### Passage
************

Daina Ramey Berry and Kali Nicole Gross, A Black Women’s History of the United States. This is a speed run through Black women in America, mostly American political life. (It is explicitly inclusive of trans women, as it should be.) It is quite short, sometimes very simplified but always very brief. If you know someone who needs to know more about Black women in the US and is not going to take the time to read a collection of longer works, this is a good thing to hand them, but don’t mistake it for something that it isn’t.

David Brakke, The Gnostics: Myth, Ritual, and Diversity in Early Christianity. I feel like I’ve read a lot of work in the last decade that is explicitly corrective of the assumption that if history did come out a certain way, that’s the way it had to come out, and there’s a lot of that here. There’s a lot of distinguishing between what was actually the “mainstream” or “establishment” body of Christian thought, as opposed to Gnostic groups, and what was a whole mess of different Christians thinking different things, some of which coalesced into an establishment eventually. (There was a lot of mess in this era. Which is interesting.) Brakke is also being careful not to make Gnostics into a monolith they weren’t in reality. Not a long read but a sharp one.

Agatha Christie, The Murder of Roger Aykroyd. Kindle. Mostly I’ve been reading the Agatha Christie novels a friend gets to and recommends, but this one was free on Gutenberg, so I picked it up. It was very readable, not terribly much toward the bigoted end of Christie prose…and then the ending was so gimmicky and stupid. Maybe I wouldn’t have thought of the ending if I’d been born in 1878 instead of 1978? but she explicitly telegraphed it in so many places. And relied on it for the appeal of the book. So. Meh. You could do better, and she did.

************

### Instruction
Retype all of the reading notes word for word. Work only from the reading notes.

### Provided material

************

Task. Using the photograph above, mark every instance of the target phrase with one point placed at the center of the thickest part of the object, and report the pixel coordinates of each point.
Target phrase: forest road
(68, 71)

************

### Exercise solution
Daina Ramey Berry and Kali Nicole Gross, A Black Women’s History of the United States. This is a speed run through Black women in America, mostly American political life. (It is explicitly inclusive of trans women, as it should be.) It is quite short, sometimes very simplified but always very brief. If you know someone who needs to know more about Black women in the US and is not going to take the time to read a collection of longer works, this is a good thing to hand them, but don’t mistake it for something that it isn’t.

David Brakke, The Gnostics: Myth, Ritual, and Diversity in Early Christianity. I feel like I’ve read a lot of work in the last decade that is explicitly corrective of the assumption that if history did come out a certain way, that’s the way it had to come out, and there’s a lot of that here. There’s a lot of distinguishing between what was actually the “mainstream” or “establishment” body of Christian thought, as opposed to Gnostic groups, and what was a whole mess of different Christians thinking different things, some of which coalesced into an establishment eventually. (There was a lot of mess in this era. Which is interesting.) Brakke is also being careful not to make Gnostics into a monolith they weren’t in reality. Not a long read but a sharp one.

Agatha Christie, The Murder of Roger Aykroyd. Kindle. Mostly I’ve been reading the Agatha Christie novels a friend gets to and recommends, but this one was free on Gutenberg, so I picked it up. It was very readable, not terribly much toward the bigoted end of Christie prose…and then the ending was so gimmicky and stupid. Maybe I wouldn’t have thought of the ending if I’d been born in 1878 instead of 1978? but she explicitly telegraphed it in so many places. And relied on it for the appeal of the book. So. Meh. You could do better, and she did.